Exercise —
Transcribe everything in the listing as written, and let no image into the copy.

Records to use —
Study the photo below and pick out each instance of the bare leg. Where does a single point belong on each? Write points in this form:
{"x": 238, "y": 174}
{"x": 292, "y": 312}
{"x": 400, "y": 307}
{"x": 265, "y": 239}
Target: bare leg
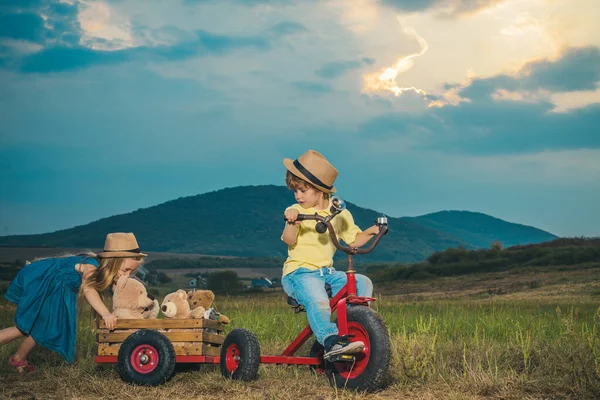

Exercise output —
Study the photo below and pick out each instance of the bare leg. Where does a single point belong on each? Write points in this form:
{"x": 238, "y": 174}
{"x": 292, "y": 312}
{"x": 400, "y": 307}
{"x": 265, "y": 239}
Target: bare leg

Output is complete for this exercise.